Activity 1:
Answer the following questions from the passage on head injuries, marking each answer with its letter.
(a) Which three common head injuries does the passage name?
(b) What distinguishes a closed head injury from an open one?
(c) According to the passage, why can it be difficult to judge how serious a head injury is by looking?
Activity 2: Recast the paragraph of the passage on head injuries that begins "Head injuries may be either closed or open" as a short bulleted list, keeping its main facts.
Activity 3: Write the next part of the passage on head injuries, picking up after its final heading.

Passage shown:
********

What is a head injury?

A head injury is any sort of injury to your brain, skull, or scalp. This can range from a mild bump or bruise to a traumatic brain injury. Common head injuries include concussions, skull fractures, and scalp wounds. The consequences and treatments vary greatly, depending on what caused your head injury and how severe it is.

Head injuries may be either closed or open. A closed head injury is any injury that doesn’t break your skull. An open, or penetrating, head injury is one in which something breaks your skull and enters your brain.

It can be hard to assess how serious a head injury is just by looking. Some minor head injuries bleed a lot, while some major injuries don’t bleed at all. It’s important to treat all head injuries seriously and get them assessed by a doctor.

How common is a head injury?

Please discuss with your doctor for further information.

Symptoms

What are the symptoms of a head injury?

********

Input data:

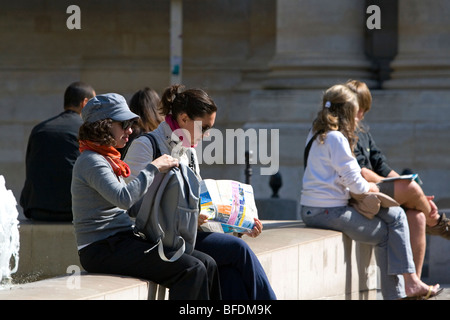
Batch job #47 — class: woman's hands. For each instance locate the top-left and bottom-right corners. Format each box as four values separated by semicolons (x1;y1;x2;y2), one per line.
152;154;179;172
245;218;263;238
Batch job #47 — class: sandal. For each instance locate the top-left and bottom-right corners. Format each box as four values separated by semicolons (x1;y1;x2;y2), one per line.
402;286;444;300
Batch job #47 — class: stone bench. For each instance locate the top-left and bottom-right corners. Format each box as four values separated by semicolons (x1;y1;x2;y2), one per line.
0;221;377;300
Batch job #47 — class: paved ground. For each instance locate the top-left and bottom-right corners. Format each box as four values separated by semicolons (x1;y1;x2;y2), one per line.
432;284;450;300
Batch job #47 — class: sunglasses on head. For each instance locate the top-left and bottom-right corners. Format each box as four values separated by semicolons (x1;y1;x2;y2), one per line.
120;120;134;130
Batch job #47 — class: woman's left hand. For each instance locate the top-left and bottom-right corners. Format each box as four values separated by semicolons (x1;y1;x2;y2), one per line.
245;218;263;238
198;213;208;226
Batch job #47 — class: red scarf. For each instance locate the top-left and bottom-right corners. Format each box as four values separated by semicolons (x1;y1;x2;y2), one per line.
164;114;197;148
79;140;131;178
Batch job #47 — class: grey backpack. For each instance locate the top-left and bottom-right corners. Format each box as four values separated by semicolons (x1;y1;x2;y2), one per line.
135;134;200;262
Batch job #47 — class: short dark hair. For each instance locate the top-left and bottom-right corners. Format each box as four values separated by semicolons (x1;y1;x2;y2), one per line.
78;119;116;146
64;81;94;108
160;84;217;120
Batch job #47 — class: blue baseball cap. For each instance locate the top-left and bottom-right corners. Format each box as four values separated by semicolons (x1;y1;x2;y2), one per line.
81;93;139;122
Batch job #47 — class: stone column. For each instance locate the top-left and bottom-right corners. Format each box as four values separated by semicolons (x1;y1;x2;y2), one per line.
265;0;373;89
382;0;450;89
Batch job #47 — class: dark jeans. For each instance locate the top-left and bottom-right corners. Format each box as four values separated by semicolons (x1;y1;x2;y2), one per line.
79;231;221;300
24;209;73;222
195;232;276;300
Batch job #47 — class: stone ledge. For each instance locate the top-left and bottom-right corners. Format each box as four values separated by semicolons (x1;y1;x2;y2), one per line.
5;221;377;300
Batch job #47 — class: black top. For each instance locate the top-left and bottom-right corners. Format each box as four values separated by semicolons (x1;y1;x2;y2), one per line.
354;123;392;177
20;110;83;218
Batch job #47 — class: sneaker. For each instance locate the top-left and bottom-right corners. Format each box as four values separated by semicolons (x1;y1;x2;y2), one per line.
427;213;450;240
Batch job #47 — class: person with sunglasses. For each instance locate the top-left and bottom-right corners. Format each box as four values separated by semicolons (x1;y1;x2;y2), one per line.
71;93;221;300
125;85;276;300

********

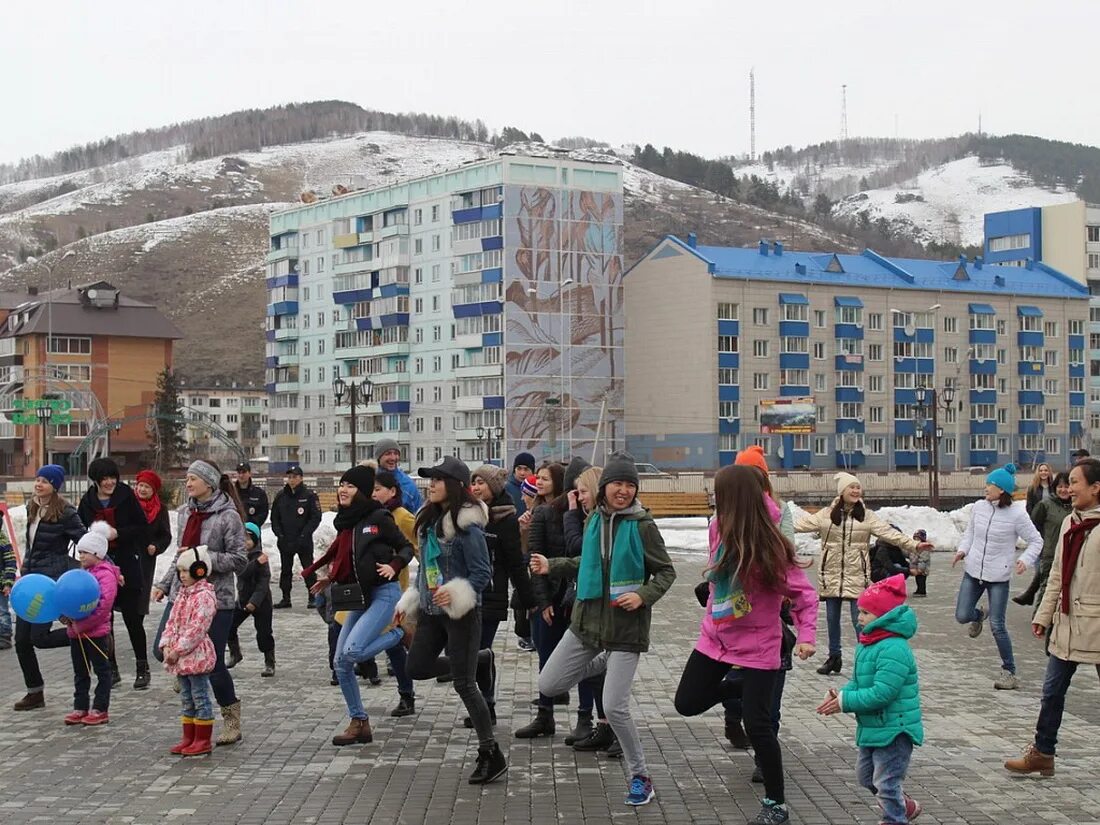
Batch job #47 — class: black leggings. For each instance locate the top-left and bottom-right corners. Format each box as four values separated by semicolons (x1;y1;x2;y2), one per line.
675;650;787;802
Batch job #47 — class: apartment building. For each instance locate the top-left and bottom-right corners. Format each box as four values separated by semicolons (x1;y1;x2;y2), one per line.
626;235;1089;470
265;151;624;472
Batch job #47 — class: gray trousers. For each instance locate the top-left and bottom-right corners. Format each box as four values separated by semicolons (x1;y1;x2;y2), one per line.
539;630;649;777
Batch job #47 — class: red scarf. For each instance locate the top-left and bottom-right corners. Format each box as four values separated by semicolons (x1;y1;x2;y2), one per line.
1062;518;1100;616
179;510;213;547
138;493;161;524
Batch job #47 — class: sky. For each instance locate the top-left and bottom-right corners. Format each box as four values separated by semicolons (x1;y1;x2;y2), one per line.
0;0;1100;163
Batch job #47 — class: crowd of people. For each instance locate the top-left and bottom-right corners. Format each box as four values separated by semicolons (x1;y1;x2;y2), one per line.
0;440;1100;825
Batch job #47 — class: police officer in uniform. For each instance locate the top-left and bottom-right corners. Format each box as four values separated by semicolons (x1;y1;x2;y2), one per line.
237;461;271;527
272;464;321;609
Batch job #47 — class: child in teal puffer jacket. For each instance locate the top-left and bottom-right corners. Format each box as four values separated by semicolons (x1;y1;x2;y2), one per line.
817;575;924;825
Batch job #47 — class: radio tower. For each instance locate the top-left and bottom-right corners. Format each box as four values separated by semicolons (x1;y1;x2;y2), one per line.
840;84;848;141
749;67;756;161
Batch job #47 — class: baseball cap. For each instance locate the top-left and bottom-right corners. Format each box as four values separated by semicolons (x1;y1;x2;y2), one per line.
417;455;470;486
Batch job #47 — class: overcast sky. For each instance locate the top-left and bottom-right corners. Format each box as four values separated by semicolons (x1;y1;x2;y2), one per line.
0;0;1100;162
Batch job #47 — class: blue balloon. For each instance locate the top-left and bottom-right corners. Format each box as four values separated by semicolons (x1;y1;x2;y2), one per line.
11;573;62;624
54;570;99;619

********

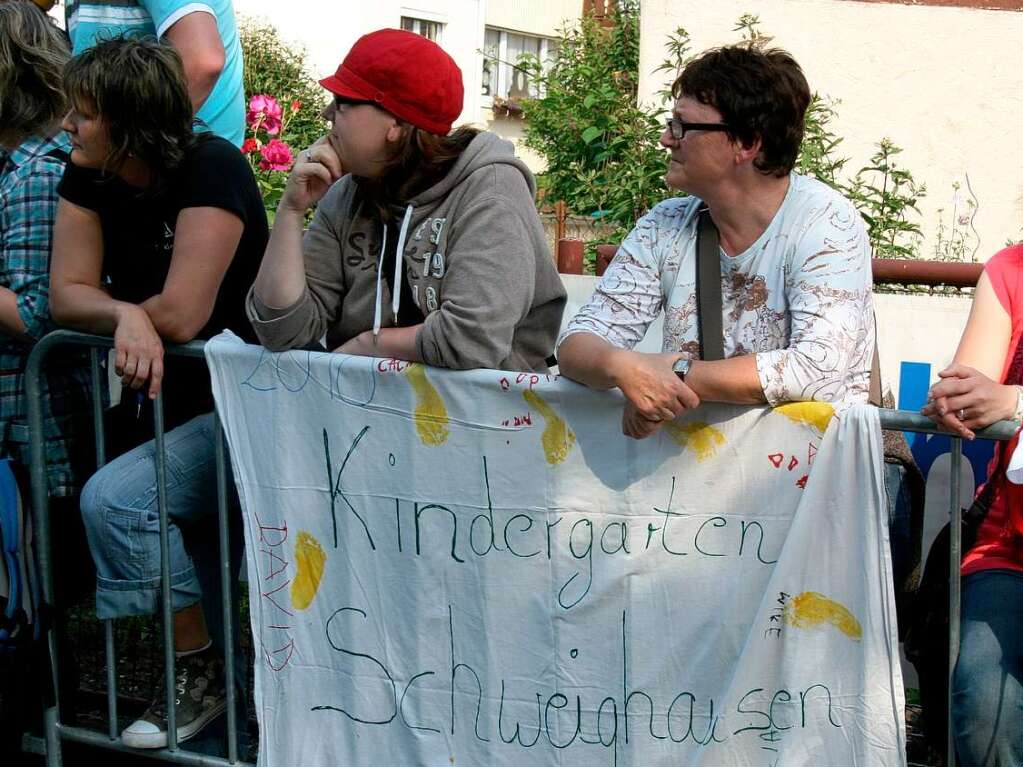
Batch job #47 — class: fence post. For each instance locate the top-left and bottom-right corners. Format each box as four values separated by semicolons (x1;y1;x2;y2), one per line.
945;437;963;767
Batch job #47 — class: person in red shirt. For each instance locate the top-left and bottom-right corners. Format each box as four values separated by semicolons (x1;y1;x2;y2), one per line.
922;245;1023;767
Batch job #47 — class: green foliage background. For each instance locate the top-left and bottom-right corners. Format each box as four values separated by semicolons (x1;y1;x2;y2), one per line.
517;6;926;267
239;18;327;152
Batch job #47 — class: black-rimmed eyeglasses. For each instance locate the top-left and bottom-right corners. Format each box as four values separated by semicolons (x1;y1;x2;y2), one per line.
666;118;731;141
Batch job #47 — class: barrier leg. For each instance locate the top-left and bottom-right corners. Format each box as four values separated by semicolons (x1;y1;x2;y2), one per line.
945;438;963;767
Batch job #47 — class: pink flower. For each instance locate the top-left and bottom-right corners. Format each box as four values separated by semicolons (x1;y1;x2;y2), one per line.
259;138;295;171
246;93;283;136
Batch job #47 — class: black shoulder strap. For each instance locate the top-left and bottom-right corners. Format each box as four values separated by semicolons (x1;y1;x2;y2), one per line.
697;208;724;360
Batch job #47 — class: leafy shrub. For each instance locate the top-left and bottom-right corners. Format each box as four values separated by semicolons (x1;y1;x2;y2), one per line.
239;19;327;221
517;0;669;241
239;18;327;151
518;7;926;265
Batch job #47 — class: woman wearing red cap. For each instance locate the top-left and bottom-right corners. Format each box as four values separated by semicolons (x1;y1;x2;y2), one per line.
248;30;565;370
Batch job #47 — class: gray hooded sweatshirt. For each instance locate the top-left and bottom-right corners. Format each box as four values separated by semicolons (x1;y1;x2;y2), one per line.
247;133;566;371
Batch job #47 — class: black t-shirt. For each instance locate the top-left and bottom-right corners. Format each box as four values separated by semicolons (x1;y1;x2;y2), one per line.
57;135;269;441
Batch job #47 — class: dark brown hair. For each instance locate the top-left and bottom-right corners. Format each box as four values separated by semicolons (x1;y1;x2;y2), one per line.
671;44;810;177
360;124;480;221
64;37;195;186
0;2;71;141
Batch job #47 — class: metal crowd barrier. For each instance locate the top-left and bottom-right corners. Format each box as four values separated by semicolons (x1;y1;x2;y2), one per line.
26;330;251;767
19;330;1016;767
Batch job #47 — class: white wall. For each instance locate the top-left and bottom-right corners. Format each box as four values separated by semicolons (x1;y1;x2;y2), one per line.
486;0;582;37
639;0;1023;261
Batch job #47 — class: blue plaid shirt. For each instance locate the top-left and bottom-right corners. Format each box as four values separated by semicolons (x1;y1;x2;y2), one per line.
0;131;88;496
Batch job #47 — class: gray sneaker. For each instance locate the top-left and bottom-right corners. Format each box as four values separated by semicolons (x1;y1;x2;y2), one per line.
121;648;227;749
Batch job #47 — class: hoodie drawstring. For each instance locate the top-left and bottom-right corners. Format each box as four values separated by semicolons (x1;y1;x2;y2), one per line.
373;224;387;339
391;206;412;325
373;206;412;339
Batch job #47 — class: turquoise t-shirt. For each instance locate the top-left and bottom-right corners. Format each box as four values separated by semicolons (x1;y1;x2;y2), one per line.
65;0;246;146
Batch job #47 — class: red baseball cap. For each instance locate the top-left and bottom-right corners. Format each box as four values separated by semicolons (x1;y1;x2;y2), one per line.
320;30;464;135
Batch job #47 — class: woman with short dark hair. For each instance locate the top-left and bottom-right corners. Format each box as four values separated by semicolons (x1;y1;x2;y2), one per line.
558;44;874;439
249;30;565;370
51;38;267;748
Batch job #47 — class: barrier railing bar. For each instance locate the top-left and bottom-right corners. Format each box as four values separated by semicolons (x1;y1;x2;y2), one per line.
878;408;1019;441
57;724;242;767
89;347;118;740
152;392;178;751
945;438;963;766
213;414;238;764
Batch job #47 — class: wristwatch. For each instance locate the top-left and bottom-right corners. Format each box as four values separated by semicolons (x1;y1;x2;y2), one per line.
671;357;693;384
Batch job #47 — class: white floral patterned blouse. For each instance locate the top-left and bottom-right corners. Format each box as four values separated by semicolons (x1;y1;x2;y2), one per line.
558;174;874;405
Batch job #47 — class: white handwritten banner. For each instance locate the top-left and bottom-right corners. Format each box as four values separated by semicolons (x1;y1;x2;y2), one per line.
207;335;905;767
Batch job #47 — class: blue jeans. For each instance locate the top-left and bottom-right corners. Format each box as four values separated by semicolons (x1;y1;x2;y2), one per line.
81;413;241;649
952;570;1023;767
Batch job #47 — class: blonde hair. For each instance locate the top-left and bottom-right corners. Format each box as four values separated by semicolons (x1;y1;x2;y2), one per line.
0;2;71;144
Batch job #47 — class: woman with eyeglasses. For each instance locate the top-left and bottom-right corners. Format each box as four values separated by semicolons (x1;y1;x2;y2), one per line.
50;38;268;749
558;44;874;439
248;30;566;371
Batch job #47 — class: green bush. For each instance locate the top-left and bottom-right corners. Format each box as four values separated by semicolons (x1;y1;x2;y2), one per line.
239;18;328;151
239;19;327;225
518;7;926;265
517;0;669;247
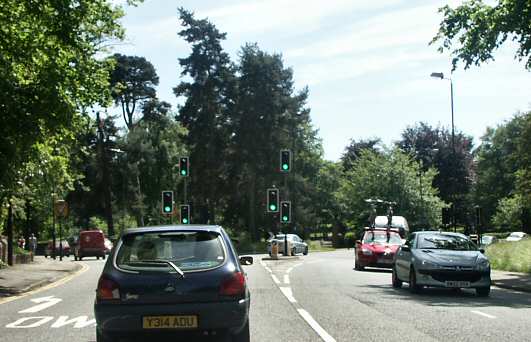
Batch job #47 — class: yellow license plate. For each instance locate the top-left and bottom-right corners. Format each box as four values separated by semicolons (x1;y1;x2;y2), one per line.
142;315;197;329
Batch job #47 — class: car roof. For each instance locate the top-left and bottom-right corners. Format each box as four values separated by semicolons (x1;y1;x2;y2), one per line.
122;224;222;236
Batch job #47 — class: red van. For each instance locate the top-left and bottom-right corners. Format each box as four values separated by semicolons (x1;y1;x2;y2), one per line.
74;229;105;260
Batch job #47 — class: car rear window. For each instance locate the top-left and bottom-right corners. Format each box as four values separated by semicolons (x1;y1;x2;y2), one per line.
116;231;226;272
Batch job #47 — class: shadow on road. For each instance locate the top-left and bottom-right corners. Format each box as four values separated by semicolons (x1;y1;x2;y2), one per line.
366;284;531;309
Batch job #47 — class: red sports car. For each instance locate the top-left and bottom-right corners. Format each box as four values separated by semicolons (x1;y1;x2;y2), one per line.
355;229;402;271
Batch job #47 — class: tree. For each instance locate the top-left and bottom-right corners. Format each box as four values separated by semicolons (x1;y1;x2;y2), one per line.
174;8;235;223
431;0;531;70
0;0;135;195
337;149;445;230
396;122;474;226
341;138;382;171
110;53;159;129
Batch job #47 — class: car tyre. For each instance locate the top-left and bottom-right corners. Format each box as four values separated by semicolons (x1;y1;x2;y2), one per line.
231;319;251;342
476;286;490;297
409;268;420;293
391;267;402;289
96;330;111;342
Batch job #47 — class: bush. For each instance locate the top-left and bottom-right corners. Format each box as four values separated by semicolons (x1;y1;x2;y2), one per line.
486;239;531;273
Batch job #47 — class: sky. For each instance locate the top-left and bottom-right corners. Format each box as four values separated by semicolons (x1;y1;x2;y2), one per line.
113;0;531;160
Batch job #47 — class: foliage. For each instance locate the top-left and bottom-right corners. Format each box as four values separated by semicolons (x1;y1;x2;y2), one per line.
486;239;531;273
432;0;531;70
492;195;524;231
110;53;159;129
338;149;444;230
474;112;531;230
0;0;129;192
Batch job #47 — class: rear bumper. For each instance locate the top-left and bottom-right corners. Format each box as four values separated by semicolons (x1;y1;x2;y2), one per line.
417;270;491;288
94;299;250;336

********

Task answer 1:
(a) Concussions, skull fractures, and scalp wounds.
(b) A closed head injury does not break the skull. In an open, or penetrating, head injury, something breaks the skull and enters the brain.
(c) Some minor head injuries bleed a lot, while some major injuries do not bleed at all.

Task answer 2:
- Head injuries are either closed or open.
- Closed: the injury does not break the skull.
- Open (penetrating): something breaks the skull and enters the brain.

Task answer 3:
The common symptoms of a minor head injury are:

  • A headache
  • Lightheadedness
  • A spinning sensation
  • Mild confusion
  • Nausea
  • Temporary ringing in the ears

The symptoms of a severe head injury include many of the symptoms of minor head injuries. They can also include:

  • A loss of consciousness
  • Seizures
  • Vomiting
  • Balance or coordination problems
  • Serious disorientation
  • An inability to focus the eyes
  • Abnormal eye movements
  • A loss of muscle control
  • A persistent or worsening headache
  • Memory loss
  • Changes in mood
  • Leaking of clear fluid from the ear or the nose

There may be some symptoms not listed above. If you have any concerns about a symptom, please consult your doctor.

When should I see my doctor?

If you have any signs or symptoms listed above or have any questions, please consult with your doctor. Everyone’s body acts differently. It is always best to discuss with your doctor what is best for your situation.

Causes

What causes a head injury?

In general, head injuries can be divided into two categories based on what causes them. They can either be head injuries due to blows to the head or head injuries due to shaking.

Head injuries caused by shaking are most common in infants and small children, but they can occur any time you experience violent shaking.

Head injuries caused by a blow to the head are usually associated with:

  • Motor vehicle accidents
  • Falls
  • Physical assaults
  • Sports-relatotoed accidents

In most cases, your skull will protect your brain from serious harm. However, injuries severe enough to cause head injury can also be associated with injuries to the spine.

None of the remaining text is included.